### WHAT THE TASK REQUIRES
Would you write the data out once more, exactly as it is?

AVAILABLE DATA Start Marker

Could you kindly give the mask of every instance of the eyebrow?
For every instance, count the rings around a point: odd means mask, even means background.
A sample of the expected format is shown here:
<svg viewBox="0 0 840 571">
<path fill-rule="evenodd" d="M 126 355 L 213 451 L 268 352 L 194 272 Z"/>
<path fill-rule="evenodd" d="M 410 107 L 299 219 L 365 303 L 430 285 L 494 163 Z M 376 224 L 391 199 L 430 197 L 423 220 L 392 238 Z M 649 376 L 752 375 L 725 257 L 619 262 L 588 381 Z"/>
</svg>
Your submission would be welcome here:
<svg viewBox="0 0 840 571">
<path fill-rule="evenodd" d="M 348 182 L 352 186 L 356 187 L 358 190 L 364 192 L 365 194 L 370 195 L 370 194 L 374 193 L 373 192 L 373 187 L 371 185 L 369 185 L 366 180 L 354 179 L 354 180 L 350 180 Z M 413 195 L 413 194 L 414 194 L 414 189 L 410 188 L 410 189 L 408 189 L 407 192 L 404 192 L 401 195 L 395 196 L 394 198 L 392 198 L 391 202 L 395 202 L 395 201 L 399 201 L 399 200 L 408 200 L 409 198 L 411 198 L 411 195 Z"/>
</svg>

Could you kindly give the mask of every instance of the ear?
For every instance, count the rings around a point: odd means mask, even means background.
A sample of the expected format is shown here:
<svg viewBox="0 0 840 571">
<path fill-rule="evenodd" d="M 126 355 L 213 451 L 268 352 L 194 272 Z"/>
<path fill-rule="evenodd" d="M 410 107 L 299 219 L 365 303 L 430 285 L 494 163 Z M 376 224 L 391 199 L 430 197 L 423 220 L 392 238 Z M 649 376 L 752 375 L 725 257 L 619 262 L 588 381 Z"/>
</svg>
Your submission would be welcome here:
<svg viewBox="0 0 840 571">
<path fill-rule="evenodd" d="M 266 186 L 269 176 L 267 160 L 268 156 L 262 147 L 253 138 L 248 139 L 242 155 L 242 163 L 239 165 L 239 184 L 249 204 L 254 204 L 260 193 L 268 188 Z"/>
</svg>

AVAILABLE DATA End Marker

### EXERCISE RESULT
Could you kindly give the mask of every instance of the eyebrow?
For every instance, count the rings around a point: odd means mask, even means background.
A sample of the expected format is shown here:
<svg viewBox="0 0 840 571">
<path fill-rule="evenodd" d="M 126 355 L 213 451 L 268 352 L 194 272 Z"/>
<path fill-rule="evenodd" d="M 410 107 L 299 219 L 365 303 L 430 285 L 494 163 Z M 376 224 L 391 199 L 430 197 L 423 220 L 392 238 Z M 649 376 L 752 375 L 725 257 L 619 262 L 588 381 Z"/>
</svg>
Your submission would be welcome here:
<svg viewBox="0 0 840 571">
<path fill-rule="evenodd" d="M 348 182 L 352 186 L 356 187 L 358 190 L 364 192 L 365 194 L 370 195 L 370 194 L 374 193 L 373 192 L 373 187 L 371 185 L 369 185 L 366 180 L 354 179 L 354 180 L 350 180 Z M 413 195 L 413 194 L 414 194 L 414 189 L 410 188 L 410 189 L 408 189 L 407 192 L 404 192 L 401 195 L 395 196 L 394 198 L 392 198 L 391 202 L 395 202 L 395 201 L 399 201 L 399 200 L 408 200 L 409 198 L 411 198 L 411 195 Z"/>
</svg>

Could you kindly give the mask of every instance of the ear?
For every instance, count the rings around a point: odd means mask, even means background.
A sample of the expected format is shown here:
<svg viewBox="0 0 840 571">
<path fill-rule="evenodd" d="M 126 355 L 213 451 L 268 352 L 194 272 Z"/>
<path fill-rule="evenodd" d="M 410 107 L 299 219 L 365 303 L 430 285 L 494 163 Z M 376 224 L 391 199 L 430 197 L 423 220 L 392 238 Z M 649 376 L 752 375 L 725 257 L 619 262 L 588 381 Z"/>
</svg>
Your submission would be welcome here:
<svg viewBox="0 0 840 571">
<path fill-rule="evenodd" d="M 266 186 L 269 176 L 267 160 L 268 156 L 262 147 L 253 138 L 248 139 L 242 155 L 242 163 L 239 165 L 239 184 L 249 204 L 254 204 L 260 193 L 268 188 Z"/>
</svg>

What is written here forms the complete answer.